-- PAGE TEXT follows --

A few recent Hollywood films showed people instantly freezing solid when exposed to vacuum. In one of these, the scientist character mentioned that the temperature was "minus 273"-- that is, absolute zero.
But in a practical sense, space doesn't really have a temperature-- you can't measure a temperature on a vacuum, something that isn't there. The residual molecules that do exist aren't enough to have much of any effect. Space isn't "cold," it isn't "hot", it really isn't anything.
What space is, though, is a very good insulator. (In fact, vacuum is the secret behind thermos bottles.) Astronauts tend to have more problem with overheating than keeping warm.
If you were exposed to space without a spacesuit, your skin would most feel slightly cool, due to water evaporating off you skin, leading to a small amount of evaporative cooling. But you wouldn't freeze solid!
Originally posted by kingsnake
Well when we are under immense pressure we are crushed. So on vacuum, where there's no pressure, we expand and break into smaller and smaller pieces until our body fluids and solid remains find a low energy state and occupy a large portion of space. If a human was put on a container, then it would occupy it and stop expanding, creating an atmosphere and thus pressure. If a human is ejected into space it would just keep spraying away.
Tool equals great music, though.
[edit on 29/10/2008 by kingsnake]
Originally posted by schism85
That is a great answer. I could see that happening. I thought maybe we would just eventually be broken down into molecules, considering all the water vapor would just seep right out of us, we would swell up and the ebullism would tear apart our skin and maybe eventually we would just turn to tiny little particles. Just a guess.

-- PAGE TEXT concluded --

● REQUIREMENT A
In the vacuum discussion, what temperature did the scientist character in one of the films mention?
● REQUIREMENT B
List each thing that schism85 guesses would happen to a human body in vacuum, according to the vacuum discussion.
● REQUIREMENT C
Write the next few sentences of the vacuum discussion, picking up after its final sentence.
The extracted records have nothing to do with this.

-- LISTED RECORDS follows --

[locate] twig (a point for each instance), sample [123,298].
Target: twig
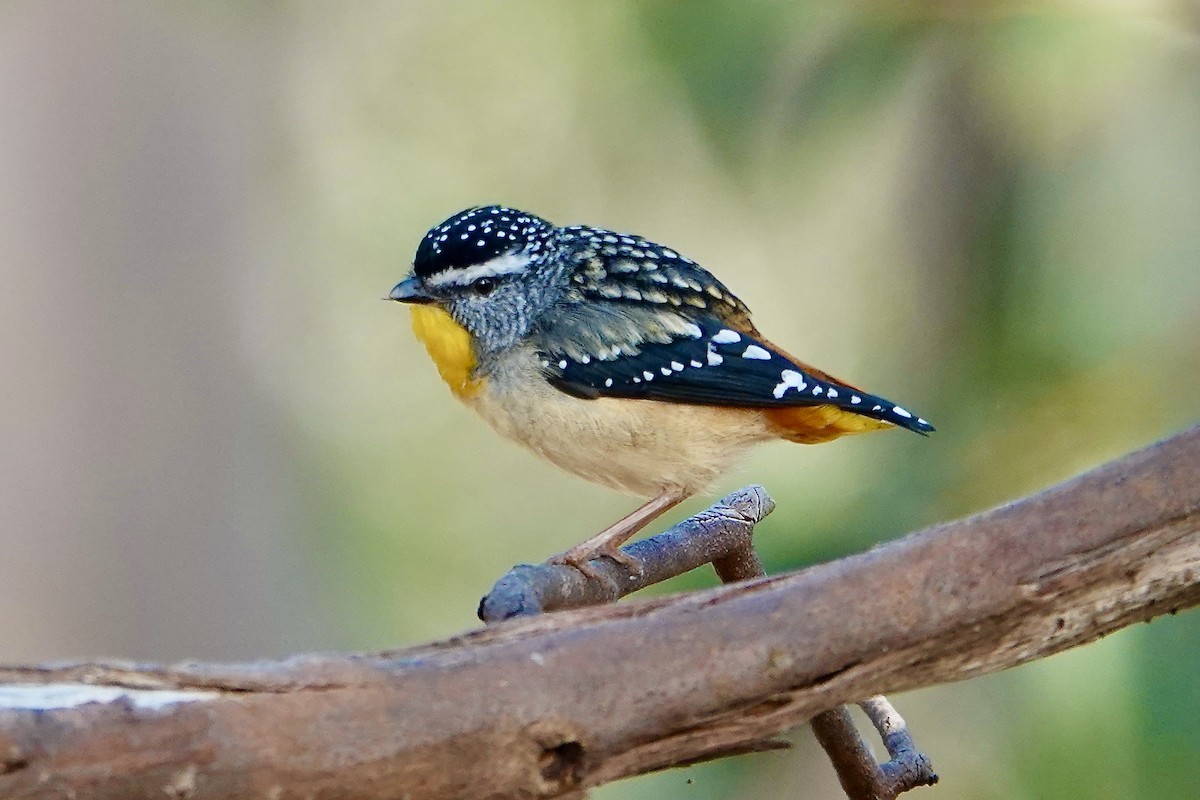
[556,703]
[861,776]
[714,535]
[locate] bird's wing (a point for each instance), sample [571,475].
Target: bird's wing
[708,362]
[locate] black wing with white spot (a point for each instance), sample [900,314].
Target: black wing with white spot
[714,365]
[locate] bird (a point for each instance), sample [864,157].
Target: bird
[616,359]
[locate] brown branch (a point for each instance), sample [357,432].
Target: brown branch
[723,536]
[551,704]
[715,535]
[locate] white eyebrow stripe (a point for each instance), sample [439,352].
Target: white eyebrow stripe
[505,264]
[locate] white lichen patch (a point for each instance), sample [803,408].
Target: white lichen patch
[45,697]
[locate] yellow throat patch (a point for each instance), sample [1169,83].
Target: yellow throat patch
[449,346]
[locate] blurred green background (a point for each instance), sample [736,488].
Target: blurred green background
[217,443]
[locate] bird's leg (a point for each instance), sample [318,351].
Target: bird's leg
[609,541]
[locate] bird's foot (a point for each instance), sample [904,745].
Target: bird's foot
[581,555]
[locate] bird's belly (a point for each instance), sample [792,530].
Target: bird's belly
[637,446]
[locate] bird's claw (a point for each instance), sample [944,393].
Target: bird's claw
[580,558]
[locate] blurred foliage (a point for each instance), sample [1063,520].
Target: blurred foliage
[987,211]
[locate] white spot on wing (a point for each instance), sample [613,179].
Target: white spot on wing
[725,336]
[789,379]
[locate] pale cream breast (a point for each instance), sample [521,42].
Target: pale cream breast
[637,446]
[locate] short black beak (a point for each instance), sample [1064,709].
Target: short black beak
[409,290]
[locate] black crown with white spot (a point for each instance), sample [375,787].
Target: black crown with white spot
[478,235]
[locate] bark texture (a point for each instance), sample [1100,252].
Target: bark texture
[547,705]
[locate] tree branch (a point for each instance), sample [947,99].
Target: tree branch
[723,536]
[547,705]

-- LISTED RECORDS concluded --
-- LISTED RECORDS follows --

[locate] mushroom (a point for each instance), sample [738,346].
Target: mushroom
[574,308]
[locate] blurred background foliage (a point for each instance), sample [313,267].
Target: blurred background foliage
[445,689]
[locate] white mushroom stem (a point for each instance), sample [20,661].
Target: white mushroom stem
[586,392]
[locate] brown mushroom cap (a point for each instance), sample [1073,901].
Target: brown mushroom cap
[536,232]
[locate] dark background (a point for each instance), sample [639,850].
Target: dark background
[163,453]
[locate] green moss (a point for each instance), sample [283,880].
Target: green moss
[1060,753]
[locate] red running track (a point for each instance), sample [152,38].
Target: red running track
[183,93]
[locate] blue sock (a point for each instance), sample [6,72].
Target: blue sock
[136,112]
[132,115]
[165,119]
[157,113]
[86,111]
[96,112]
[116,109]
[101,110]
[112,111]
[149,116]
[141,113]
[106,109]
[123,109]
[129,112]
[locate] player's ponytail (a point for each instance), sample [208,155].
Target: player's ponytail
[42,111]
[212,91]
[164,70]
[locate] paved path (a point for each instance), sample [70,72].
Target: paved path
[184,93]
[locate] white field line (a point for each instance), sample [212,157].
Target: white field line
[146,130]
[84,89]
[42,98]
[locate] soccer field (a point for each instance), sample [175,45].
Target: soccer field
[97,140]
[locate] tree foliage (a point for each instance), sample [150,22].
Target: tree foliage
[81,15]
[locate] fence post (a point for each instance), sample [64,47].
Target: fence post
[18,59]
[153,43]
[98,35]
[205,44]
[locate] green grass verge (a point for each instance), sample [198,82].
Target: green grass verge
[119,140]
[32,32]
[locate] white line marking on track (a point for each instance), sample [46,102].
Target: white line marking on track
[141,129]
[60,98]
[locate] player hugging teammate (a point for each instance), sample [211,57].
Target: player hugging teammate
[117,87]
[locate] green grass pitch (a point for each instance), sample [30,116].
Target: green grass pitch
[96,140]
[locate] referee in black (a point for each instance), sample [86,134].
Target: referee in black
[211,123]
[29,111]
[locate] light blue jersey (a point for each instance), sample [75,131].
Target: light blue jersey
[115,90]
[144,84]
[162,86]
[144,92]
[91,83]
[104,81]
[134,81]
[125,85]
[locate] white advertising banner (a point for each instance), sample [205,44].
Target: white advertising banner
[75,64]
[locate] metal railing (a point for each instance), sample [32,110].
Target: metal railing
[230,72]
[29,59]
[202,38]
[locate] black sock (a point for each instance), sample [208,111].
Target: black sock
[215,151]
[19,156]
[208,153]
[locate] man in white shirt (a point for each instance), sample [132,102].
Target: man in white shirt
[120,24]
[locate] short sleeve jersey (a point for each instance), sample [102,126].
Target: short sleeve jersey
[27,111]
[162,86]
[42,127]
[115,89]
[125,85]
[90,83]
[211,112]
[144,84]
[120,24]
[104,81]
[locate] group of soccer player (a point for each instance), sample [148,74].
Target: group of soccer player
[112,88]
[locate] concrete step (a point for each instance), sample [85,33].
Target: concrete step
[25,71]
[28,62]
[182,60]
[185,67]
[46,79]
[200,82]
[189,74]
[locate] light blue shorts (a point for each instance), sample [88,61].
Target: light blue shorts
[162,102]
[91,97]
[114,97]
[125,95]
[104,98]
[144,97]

-- LISTED RECORDS concluded --

● WRITTEN REPLY A
"Minus 273," which is absolute zero.

● WRITTEN REPLY B
- Being broken down into molecules
- All the water vapor seeping out
- Swelling up
- Ebullism tearing apart the skin
- Turning into tiny little particles

● WRITTEN REPLY C
Some degree of consciousness will probably be retained for 9 to 11 seconds (see chapter 2 under Hypoxia). In rapid sequence thereafter, paralysis will be followed by generalized convulsions and paralysis once again. During this time, water vapor will form rapidly in the soft tissues and somewhat less rapidly in the venous blood. This evolution of water vapor will cause marked swelling of the body to perhaps twice its normal volume unless it is restrained by a pressure suit.
The key concerns for a human without protective clothing beyond Earth’s atmosphere are the following, listed roughly in the ascending order of mortal significance: ebullism, hypoxia, hypocapnia, decompression sickness, extreme temperature variations and cellular mutation and destruction from high energy photons and (sub-atomic) particles.
Symptoms of ebullism include bubbles in the membranes of the mouth and eyes, swelling of the skin, and bubbles in the blood. Blood circulation and breathing may be impaired or stopped. The brain tissue may be starved of oxygen because of blockage of arteries, and the lungs may swell and hemorrhage. Death results unless recompression is rapid enough to reduce the bubbles before tissue damage occurs
Originally posted by schism85
my question to you, is what happens after the 2 minutes? What happens to the remains, if no one is around to pull you back in?